— Start Data shown —
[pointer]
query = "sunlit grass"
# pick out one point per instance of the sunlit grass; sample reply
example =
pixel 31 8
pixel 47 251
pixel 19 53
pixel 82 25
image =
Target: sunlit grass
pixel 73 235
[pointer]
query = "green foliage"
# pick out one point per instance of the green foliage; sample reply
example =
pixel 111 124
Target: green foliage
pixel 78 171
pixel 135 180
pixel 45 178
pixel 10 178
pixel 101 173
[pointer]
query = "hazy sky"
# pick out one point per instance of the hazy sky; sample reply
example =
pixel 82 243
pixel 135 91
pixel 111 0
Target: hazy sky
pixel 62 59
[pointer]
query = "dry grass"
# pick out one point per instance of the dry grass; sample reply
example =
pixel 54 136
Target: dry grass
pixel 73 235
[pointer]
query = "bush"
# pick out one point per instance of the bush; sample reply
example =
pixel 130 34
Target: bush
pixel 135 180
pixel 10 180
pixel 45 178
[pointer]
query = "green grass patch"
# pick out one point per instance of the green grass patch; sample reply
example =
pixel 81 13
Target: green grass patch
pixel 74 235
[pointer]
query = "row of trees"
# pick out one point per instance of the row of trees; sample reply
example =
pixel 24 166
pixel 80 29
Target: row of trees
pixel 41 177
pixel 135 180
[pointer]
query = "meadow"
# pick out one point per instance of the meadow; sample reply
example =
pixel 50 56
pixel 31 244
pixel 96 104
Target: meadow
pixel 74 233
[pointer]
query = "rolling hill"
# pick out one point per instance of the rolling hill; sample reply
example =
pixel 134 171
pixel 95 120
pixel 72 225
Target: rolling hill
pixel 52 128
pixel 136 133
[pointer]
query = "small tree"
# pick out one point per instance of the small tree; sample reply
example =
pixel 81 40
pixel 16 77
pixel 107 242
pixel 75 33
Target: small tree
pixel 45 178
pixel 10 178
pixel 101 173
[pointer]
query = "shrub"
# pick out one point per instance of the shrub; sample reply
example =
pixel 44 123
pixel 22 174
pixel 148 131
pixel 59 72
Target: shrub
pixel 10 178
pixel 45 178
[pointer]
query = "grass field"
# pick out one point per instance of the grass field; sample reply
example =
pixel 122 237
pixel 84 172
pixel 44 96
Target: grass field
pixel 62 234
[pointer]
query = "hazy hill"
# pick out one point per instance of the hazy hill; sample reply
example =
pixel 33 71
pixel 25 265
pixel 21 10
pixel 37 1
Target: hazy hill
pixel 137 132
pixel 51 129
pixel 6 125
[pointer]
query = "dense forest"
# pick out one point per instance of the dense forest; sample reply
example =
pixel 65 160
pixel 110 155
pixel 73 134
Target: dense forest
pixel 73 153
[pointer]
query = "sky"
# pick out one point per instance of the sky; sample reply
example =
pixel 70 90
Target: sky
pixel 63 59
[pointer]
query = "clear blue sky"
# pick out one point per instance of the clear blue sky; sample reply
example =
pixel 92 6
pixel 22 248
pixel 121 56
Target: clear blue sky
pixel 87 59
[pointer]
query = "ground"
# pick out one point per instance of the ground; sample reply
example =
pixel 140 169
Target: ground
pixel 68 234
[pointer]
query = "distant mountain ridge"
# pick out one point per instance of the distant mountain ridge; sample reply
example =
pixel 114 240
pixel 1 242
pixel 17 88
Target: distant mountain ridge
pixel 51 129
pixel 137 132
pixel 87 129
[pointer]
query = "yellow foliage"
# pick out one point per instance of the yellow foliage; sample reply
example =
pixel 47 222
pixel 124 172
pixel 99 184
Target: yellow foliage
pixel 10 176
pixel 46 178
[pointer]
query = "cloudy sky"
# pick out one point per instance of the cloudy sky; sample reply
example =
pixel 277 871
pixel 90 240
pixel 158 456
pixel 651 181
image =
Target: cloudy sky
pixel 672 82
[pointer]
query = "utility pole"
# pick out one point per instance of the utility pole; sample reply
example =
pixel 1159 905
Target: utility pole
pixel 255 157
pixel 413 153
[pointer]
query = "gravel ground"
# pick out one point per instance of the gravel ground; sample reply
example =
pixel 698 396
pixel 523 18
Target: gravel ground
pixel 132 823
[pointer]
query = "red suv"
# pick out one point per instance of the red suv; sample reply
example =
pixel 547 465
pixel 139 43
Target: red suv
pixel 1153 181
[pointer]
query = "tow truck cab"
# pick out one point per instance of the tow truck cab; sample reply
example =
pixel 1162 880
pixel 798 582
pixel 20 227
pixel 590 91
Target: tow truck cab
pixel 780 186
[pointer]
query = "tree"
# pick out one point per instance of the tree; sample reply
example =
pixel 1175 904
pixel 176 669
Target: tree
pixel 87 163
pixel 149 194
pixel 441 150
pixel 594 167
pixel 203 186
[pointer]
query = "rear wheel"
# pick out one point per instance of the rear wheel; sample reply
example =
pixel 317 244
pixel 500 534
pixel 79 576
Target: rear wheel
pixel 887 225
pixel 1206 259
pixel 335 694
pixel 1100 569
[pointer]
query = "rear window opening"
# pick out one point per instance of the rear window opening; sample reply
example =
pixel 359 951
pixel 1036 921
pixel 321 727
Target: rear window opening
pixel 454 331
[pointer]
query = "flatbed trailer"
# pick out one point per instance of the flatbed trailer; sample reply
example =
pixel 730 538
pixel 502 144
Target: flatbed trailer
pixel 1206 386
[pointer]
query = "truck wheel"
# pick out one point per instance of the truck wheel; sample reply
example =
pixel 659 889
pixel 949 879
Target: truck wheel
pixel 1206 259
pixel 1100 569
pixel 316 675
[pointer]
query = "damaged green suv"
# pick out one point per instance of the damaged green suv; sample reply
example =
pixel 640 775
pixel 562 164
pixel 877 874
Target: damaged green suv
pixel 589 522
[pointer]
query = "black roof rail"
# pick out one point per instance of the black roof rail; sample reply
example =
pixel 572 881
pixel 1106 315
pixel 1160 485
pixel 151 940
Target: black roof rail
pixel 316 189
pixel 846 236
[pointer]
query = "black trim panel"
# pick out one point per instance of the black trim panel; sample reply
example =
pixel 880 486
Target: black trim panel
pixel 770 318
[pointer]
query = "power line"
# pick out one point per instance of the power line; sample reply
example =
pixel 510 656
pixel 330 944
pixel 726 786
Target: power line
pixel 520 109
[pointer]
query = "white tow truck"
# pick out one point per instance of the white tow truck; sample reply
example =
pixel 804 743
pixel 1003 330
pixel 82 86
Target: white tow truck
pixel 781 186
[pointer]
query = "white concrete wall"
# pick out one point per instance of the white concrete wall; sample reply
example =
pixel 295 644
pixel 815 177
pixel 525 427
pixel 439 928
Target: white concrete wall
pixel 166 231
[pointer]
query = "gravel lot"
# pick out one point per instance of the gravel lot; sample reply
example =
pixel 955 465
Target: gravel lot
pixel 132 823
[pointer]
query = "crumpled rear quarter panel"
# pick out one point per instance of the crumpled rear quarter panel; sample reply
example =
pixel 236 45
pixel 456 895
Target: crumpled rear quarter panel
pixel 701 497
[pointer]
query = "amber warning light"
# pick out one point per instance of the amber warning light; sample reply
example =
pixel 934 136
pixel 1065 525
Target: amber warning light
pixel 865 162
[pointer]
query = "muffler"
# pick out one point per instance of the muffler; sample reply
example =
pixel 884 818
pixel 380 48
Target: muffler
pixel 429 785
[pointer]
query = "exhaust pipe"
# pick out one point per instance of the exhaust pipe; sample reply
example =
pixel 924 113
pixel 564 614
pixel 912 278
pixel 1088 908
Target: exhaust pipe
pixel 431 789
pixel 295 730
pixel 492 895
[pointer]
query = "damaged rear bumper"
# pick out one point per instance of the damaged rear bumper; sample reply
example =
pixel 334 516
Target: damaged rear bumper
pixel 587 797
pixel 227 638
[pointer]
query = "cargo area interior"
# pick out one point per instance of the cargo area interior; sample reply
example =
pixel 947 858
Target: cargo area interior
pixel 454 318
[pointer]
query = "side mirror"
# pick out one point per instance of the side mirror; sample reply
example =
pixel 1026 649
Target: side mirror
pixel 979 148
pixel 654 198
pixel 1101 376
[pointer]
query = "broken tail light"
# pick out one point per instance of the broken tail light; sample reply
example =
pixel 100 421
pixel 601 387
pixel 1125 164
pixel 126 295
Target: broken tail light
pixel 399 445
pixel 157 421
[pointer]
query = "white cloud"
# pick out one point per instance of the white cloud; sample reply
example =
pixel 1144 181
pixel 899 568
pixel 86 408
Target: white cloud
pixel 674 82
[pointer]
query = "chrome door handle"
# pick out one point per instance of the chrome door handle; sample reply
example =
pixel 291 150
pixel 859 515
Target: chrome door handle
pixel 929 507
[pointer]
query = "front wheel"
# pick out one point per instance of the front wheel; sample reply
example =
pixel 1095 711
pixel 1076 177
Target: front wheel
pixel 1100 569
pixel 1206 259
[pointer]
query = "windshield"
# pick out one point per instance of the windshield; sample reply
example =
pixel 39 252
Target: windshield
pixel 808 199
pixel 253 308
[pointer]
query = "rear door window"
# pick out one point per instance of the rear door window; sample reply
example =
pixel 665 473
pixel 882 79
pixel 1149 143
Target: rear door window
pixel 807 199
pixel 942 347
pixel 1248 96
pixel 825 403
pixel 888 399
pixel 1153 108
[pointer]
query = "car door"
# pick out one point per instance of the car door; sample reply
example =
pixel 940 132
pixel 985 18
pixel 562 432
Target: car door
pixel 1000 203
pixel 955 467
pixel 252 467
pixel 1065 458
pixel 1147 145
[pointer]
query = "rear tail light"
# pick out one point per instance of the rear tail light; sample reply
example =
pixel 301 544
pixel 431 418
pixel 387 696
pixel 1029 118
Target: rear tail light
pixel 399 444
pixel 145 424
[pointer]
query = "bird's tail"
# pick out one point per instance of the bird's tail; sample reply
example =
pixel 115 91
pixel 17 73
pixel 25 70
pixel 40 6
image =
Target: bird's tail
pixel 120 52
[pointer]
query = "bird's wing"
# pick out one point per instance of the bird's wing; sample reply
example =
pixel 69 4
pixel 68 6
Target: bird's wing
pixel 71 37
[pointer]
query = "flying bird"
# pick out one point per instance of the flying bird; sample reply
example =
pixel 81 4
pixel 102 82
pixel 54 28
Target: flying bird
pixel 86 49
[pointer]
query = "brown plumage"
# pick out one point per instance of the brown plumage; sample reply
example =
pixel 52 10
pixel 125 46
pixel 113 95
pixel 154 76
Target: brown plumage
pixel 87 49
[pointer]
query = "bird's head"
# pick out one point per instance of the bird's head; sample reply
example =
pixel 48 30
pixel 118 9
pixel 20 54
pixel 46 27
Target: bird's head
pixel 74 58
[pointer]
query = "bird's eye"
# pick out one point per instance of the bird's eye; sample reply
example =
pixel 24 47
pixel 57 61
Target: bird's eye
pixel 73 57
— End Data shown —
- Stated exercise:
Copy out every line of the material above that contains the word "cloudy", in the order the lines appear.

- Correct output:
query = "cloudy sky"
# pick out one point per instance of the cloudy sky; sample reply
Target: cloudy sky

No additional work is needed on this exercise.